▶ [Provided information]:
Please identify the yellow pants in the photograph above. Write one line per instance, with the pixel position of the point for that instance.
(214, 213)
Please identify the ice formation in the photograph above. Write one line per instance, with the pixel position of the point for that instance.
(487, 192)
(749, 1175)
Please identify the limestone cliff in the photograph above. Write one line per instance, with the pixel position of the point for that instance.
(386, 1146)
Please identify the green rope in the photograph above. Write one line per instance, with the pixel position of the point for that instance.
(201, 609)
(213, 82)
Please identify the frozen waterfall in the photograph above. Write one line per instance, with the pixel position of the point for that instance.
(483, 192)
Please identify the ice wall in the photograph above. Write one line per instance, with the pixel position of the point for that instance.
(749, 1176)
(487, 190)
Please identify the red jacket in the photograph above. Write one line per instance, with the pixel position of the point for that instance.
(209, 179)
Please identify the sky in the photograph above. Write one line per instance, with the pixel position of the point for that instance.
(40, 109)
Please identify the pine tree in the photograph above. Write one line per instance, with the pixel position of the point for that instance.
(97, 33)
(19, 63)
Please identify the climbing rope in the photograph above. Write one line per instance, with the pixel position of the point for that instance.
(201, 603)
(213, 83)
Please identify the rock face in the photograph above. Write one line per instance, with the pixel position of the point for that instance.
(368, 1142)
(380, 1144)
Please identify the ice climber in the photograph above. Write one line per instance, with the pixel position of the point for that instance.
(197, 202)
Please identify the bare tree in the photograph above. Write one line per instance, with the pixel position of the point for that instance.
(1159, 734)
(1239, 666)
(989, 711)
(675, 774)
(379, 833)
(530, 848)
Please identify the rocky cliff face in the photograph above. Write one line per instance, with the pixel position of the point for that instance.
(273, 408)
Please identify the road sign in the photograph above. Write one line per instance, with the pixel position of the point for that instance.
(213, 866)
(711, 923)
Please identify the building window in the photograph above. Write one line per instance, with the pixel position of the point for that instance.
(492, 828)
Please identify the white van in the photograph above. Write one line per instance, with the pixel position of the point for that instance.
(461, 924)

▶ [Directions]:
Please write out the stretch from the start of the items through the line containing "(749, 1175)" again, swapping "yellow pants" for "yellow trousers" and keeping everything else the same.

▶ [Solution for this exercise]:
Please identify the yellow trousers in the photograph above. Write one line per instance, with the pixel position of the point for that instance.
(214, 213)
Please identify the ice formation in the photograph above. Write one line per instance, with the pixel position of the point for that instance.
(487, 192)
(749, 1175)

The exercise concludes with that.